Today Sir Keir Starmer addressed a leathered, worn-out, thick plank of wood. But that’s enough about the prime minister.
With Boris Johnson in isolation, the despatch box opposite the Labour leader was empty, with “Chequers one” been virtually cast on a TV screen like the good days.
The PM looked tanned and relaxed, but then to be fair he would be, he is on hols (self-isolating) at his grace and favour country estate, with a heated swimming pool.
Strangely he couldn’t explain why he had travelled to his holiday home as part of the suspect pilot scheme he used to try and avoid self-isolating.
This was the last PMQs before the summer terms, there will be cocktails by the lido by 12.45 prompt.
The Labour leader was still in work mode though and said: “When it comes to creating confusion the Prime Minister is a super spreader.”
That is and always will be true, but he is probably in the safest place in the UK from the virus at the moment, though.
Only John Van-Tam, who in his own words, advocates “standing in a meadow completely on your own ad infinitum with nobody coming within three metres of you,” is less likely to contract covid, unless Theresa May is marauding across a neighbouring field.
Back in the chamber though it is voluntary for MPs to wear masks but not parliamentary staff. Go figure. This from the government who said: “We expect people to wear masks in indoor enclosed spaces.”
Only around a quarter of Tory MPs in attendance seemed to be wearing face coverings. Every Labour, SNP and Lib Dem did. Was this the perfect example of Tories not trying to protect others, even their own?
David Davis, remember his Brexit bile, said it was the 60th birthday of PMQs and celebrated it by asking a question virtually to a PM who was also joining via video link.
He wants to help working classes, using educational IA, to improve their status in life. Tech might have moved on in the last six decades, but the socio-economic barriers clearly haven’t.
As the modern world advances, you wonder how long before the PM is replaced with a hologramatic head that SPADS can simply upload his non-answers to.
I would love to have seen how many advisors were holding up cue cards today, even with them all failing to answer a question correctly, but I guess that is the point of their job. Keep the bodies buried, literally.

Work item -
Answer these questions from the PMQs sketch above.
(a) Where was the prime minister staying while self-isolating?
(b) About what share of Tory MPs in attendance seemed to be wearing face coverings?
(c) Which birthday of PMQs did David Davis say it was?

Data excerpts -
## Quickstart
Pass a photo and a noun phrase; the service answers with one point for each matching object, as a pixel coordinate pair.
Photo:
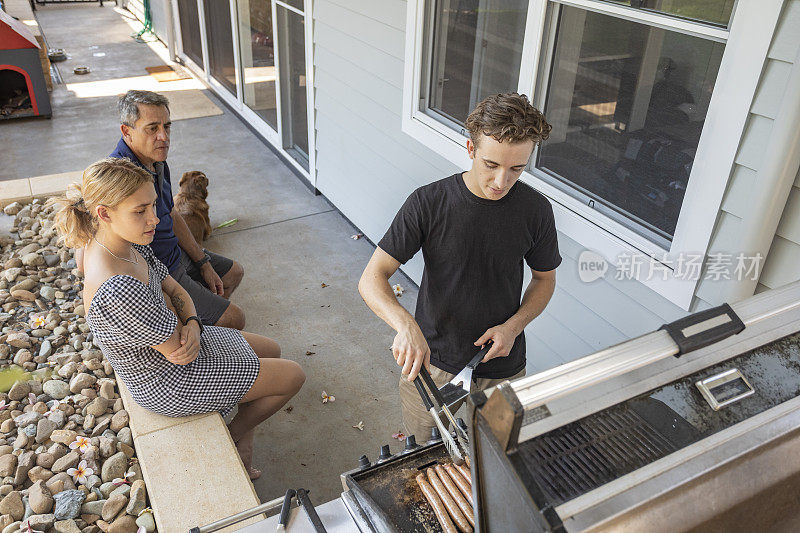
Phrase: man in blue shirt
(209, 278)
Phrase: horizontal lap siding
(367, 167)
(780, 264)
(158, 15)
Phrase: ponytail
(106, 182)
(73, 220)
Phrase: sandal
(254, 473)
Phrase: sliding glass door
(257, 45)
(190, 30)
(255, 55)
(294, 111)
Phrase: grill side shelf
(581, 456)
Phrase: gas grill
(695, 426)
(690, 426)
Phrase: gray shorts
(210, 307)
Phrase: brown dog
(191, 204)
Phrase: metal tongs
(457, 448)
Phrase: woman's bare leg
(278, 380)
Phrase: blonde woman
(146, 323)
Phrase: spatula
(458, 388)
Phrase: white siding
(158, 15)
(780, 266)
(367, 166)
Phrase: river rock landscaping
(67, 460)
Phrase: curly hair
(507, 117)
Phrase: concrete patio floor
(289, 241)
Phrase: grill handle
(704, 328)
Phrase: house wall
(780, 265)
(367, 167)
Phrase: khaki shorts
(416, 419)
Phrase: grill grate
(581, 456)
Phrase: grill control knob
(385, 454)
(411, 443)
(435, 436)
(363, 462)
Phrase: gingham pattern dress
(128, 317)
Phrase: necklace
(135, 262)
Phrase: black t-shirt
(473, 250)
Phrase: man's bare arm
(534, 301)
(410, 348)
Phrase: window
(476, 50)
(627, 102)
(219, 33)
(190, 30)
(644, 136)
(257, 46)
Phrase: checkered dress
(128, 317)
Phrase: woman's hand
(190, 345)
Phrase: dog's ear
(196, 184)
(186, 176)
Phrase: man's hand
(190, 345)
(212, 279)
(411, 351)
(503, 338)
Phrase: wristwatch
(196, 319)
(205, 259)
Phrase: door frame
(236, 102)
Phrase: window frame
(747, 40)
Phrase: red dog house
(23, 90)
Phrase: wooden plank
(724, 240)
(740, 190)
(640, 301)
(771, 88)
(389, 12)
(375, 126)
(565, 343)
(780, 266)
(539, 355)
(786, 40)
(382, 65)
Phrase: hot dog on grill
(465, 507)
(438, 507)
(460, 482)
(452, 507)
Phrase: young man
(475, 230)
(209, 278)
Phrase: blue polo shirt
(165, 243)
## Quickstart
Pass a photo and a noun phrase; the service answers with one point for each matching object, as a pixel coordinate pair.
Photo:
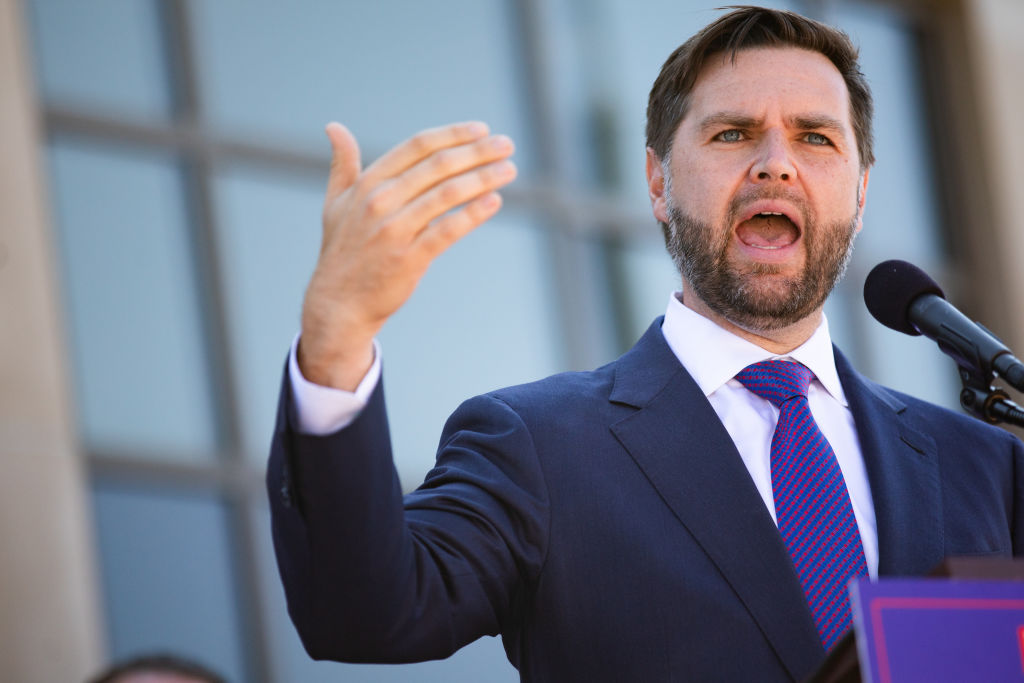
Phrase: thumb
(345, 164)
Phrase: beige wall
(48, 596)
(996, 54)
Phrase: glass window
(384, 69)
(133, 302)
(899, 216)
(267, 240)
(166, 577)
(107, 56)
(648, 278)
(482, 317)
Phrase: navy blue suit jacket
(604, 524)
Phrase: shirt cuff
(317, 411)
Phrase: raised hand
(382, 227)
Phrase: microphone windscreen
(890, 289)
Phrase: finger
(445, 230)
(437, 168)
(454, 191)
(421, 145)
(345, 164)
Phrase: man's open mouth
(768, 229)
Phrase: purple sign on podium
(939, 630)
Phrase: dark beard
(757, 297)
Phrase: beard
(758, 296)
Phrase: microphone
(901, 296)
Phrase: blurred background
(162, 179)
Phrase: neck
(779, 341)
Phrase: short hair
(749, 27)
(159, 664)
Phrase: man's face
(763, 188)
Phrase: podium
(964, 623)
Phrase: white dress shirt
(713, 356)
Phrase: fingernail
(502, 142)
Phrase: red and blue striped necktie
(812, 505)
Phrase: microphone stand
(985, 401)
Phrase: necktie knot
(776, 381)
(812, 506)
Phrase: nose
(773, 161)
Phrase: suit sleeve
(370, 577)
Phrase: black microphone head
(890, 289)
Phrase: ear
(655, 186)
(862, 198)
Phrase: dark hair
(159, 664)
(744, 28)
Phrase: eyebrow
(739, 120)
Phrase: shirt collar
(714, 355)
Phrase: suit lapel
(678, 441)
(903, 472)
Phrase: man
(671, 515)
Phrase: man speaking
(691, 511)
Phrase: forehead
(791, 79)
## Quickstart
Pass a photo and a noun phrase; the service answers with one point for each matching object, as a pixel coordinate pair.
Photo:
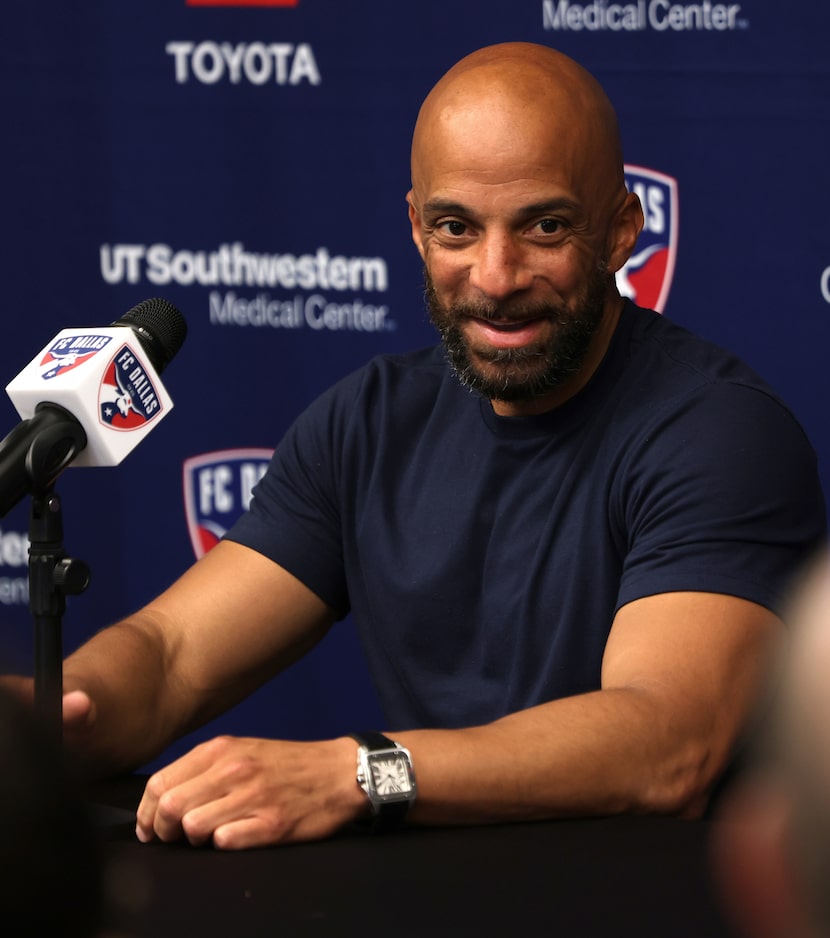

Solution to the exercise -
(a) At his grace and favour country estate, which has a heated swimming pool.
(b) Only around a quarter.
(c) The 60th.